Stated exercise A: In the article on supermarket shrinkflation, give the passage between "By cutting the" and "of Guardian readers.", inclusive, again with "shrinkflation" swapped for "shrinkage" each time it appears.

------------------------------

It’s downsizing but not as we know or want it. Supermarket customers are angry at getting less for more.

  • Finance
  • Read Time: 5 mins

Budget busters


In some good news for online shoppers, supermarket chain Woolworths has just added a “Best Unit Price” tool to its website and app.

Its major competitor, Coles, already offers this feature.

Shoppers can use it to compare the value of similar products, or the same product in different sizes.

Woolworths said in an email to customers, “It means products with the lowest unit price will be shown first, so you can compare and make the best choice for your budget.”

I first noticed it when Weetbix biscuits got smaller and smaller, then, cakes, bread and, later, glasses of beer.

I was not just imagining it – “shrinkflation” is a real thing.

Producers and shops have been found to be making items smaller and/or using smaller packages while either inadequately reducing the price or not changing it at all.

By cutting the size and not so much the price, shrinkflation is a trick used to hide the fact that the customer is getting less, which adds to their cost of living.

Manufacturers think that when we go to the shops, we’re so focused on detecting a price rise, we won’t notice that the jam we bought last week in a 500g jar now only comes in a 375g jar.

A question of loyalty


Shrinking jars from jam makers Cottee’s and Rose’s were among the most-cited examples of shrinkflation nominated recently by readers of The Guardian.

The newspaper found that people were especially upset when downsizing was applied to products that have been around for a long time, because it rubs against brand loyalty.

Shrinkage among Ritz crackers, Mars bars, Pringles and Cadbury chocolate also raised the ire of Guardian readers.

Recently at one major supermarket, the selling price of a large pack of popular brand of breakfast cereal increased by 12% but the contents shrank by 5%, so the price per 100g (the unit price) increased by 17%.

What can be done?


French supermarket chain Carrefour is trying to combat the shrinkage trend by putting labels on shelves warning shoppers of the practice, and hopefully pressuring food suppliers.

------------------------------

Stated exercise B: Turn the records, from the line containing "of the front" through the last line of the records, inclusive, into a Markdown table with the columns n and Line. Number each row, put the line's words in Line, and leave out blank lines.

Records shown:
------------------------------

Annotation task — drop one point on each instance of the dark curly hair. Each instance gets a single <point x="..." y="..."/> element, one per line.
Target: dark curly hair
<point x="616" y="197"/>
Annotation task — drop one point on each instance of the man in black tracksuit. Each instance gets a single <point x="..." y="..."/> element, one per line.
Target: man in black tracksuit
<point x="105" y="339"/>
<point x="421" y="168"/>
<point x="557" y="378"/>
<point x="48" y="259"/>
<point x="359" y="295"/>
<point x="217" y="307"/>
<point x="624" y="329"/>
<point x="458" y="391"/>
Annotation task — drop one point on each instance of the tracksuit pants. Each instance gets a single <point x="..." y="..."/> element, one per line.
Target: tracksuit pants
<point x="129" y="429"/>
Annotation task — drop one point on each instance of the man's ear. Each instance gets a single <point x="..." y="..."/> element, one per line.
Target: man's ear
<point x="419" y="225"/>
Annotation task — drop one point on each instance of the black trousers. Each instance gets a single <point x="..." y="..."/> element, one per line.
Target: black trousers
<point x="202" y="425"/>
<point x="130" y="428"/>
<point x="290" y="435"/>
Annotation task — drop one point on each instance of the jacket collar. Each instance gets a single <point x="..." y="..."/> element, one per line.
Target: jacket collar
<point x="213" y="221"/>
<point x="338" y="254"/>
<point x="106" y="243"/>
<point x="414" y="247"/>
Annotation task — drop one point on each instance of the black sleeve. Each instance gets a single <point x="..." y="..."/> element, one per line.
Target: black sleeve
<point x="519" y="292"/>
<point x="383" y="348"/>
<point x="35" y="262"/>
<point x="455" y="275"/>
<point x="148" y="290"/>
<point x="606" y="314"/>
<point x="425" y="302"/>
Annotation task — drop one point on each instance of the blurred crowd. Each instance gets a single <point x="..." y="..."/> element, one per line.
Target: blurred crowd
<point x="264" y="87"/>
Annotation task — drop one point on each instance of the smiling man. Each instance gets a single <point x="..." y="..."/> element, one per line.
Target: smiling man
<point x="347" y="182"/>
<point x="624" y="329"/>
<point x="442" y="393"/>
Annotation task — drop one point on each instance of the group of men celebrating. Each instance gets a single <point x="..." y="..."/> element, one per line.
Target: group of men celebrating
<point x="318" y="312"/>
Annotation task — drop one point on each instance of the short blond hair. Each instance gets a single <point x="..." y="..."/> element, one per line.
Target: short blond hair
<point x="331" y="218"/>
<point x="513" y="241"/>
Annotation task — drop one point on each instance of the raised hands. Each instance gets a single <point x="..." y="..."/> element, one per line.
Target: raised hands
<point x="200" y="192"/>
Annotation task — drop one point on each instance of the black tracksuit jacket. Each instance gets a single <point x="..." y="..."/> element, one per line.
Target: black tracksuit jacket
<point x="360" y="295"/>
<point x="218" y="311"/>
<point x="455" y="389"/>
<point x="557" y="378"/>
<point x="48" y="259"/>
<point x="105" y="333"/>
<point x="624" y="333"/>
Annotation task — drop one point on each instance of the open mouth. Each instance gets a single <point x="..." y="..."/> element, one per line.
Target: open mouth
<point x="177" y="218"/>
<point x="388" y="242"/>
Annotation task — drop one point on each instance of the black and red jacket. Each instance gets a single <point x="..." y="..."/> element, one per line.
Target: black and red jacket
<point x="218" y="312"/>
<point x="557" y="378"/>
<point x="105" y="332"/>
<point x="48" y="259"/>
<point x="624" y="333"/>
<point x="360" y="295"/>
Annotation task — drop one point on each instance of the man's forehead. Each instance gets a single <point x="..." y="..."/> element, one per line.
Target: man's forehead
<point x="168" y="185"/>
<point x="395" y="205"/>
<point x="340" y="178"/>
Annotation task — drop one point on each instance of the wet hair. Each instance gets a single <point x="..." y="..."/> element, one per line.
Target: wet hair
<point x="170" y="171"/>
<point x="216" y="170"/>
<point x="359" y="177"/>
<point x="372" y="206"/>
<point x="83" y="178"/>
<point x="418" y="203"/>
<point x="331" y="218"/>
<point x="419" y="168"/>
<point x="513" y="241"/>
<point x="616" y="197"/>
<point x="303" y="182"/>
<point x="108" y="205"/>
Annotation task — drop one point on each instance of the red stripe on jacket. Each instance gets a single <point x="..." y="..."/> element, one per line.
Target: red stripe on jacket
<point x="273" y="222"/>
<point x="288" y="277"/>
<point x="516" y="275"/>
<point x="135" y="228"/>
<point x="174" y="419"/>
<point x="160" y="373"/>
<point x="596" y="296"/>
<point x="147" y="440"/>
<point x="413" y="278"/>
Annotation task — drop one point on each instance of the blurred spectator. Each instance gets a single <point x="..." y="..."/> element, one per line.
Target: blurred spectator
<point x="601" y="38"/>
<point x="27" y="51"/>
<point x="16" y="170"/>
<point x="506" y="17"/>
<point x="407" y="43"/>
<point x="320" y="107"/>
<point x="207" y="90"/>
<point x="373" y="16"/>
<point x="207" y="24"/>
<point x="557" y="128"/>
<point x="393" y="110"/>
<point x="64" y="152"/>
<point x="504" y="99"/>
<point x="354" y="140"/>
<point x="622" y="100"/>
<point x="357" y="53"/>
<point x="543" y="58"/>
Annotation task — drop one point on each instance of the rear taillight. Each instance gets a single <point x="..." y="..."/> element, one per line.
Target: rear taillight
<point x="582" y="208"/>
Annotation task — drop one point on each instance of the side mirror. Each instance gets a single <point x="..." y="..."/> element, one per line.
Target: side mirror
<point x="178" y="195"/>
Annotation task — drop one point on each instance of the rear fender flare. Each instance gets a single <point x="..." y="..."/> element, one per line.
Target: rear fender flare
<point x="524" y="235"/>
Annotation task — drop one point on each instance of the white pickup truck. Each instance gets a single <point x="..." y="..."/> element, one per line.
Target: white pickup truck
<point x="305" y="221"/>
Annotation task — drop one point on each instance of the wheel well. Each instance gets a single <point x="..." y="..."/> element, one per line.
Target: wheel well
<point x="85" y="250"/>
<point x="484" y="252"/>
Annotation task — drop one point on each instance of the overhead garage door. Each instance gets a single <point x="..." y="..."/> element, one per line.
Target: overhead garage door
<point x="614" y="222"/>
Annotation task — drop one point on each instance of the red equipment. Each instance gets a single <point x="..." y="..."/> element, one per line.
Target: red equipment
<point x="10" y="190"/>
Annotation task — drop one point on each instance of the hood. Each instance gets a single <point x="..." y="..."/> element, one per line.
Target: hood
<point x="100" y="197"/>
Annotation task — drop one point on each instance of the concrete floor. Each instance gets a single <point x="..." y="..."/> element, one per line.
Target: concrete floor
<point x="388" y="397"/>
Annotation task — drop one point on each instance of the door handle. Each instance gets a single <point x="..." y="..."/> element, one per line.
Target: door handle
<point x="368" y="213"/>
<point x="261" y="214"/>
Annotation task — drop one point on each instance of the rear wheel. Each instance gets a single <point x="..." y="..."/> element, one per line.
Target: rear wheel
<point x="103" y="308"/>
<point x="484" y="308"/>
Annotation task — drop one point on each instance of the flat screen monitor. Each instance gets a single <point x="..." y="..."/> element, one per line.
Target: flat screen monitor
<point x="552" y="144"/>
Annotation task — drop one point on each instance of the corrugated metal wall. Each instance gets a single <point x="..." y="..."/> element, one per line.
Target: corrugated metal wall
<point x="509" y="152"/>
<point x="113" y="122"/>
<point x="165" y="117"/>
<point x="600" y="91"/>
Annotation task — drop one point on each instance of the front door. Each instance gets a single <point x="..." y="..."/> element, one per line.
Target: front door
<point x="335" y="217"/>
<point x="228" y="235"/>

------------------------------

Written response A:
By cutting the size and not so much the price, shrinkage is a trick used to hide the fact that the customer is getting less, which adds to their cost of living.

Manufacturers think that when we go to the shops, we’re so focused on detecting a price rise, we won’t notice that the jam we bought last week in a 500g jar now only comes in a 375g jar.

A question of loyalty


Shrinking jars from jam makers Cottee’s and Rose’s were among the most-cited examples of shrinkage nominated recently by readers of The Guardian.

The newspaper found that people were especially upset when downsizing was applied to products that have been around for a long time, because it rubs against brand loyalty.

Shrinkage among Ritz crackers, Mars bars, Pringles and Cadbury chocolate also raised the ire of Guardian readers.

Written response B:
| n | Line |
|---|---|
| 1 | Annotation task — drop one point on each instance of the front door. Each instance gets a single <point x="..." y="..."/> element, one per line. |
| 2 | Target: front door |
| 3 | <point x="335" y="217"/> |
| 4 | <point x="228" y="235"/> |